RECORDS:

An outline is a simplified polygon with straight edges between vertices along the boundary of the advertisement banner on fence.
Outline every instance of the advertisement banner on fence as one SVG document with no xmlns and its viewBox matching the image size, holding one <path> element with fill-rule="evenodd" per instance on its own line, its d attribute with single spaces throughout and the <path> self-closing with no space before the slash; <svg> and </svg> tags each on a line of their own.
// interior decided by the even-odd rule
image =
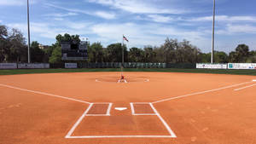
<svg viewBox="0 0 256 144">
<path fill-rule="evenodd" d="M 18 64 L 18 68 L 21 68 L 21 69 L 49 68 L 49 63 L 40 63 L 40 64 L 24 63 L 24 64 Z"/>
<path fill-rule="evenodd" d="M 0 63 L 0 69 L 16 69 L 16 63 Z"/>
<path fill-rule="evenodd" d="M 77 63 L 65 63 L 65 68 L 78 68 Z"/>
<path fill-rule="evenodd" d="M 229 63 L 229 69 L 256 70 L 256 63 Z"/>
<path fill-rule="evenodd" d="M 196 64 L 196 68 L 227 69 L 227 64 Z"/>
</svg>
* * *
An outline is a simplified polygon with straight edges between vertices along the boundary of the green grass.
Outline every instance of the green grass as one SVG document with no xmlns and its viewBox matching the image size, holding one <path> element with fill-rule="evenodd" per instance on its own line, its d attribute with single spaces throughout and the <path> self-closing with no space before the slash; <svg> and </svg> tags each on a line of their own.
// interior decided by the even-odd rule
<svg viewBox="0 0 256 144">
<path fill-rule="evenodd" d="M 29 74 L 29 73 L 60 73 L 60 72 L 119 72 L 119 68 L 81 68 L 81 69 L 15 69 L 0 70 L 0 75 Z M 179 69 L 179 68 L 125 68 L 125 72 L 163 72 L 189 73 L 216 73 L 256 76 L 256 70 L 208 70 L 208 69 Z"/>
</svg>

WORK TO DO:
Please list each line of the records above that contains the word "self", copying every such line in full.

TASK ANSWER:
Outline every instance of the advertisement banner on fence as one SVG document with no xmlns and its viewBox matching the image size, holding one <path> element with fill-rule="evenodd" per instance on its own line, its d attribute with single spaces throughout and the <path> self-closing with no space before the slash; <svg> and </svg> tags each on a line of their own.
Outline every instance of the green grass as one SVG document with no xmlns and its viewBox matching the image size, holding one <path> element with fill-rule="evenodd" per instance on its own line, its d attribute with single spaces throughout and the <path> self-closing with no space before the slash; <svg> and </svg> tags each on a line of their own.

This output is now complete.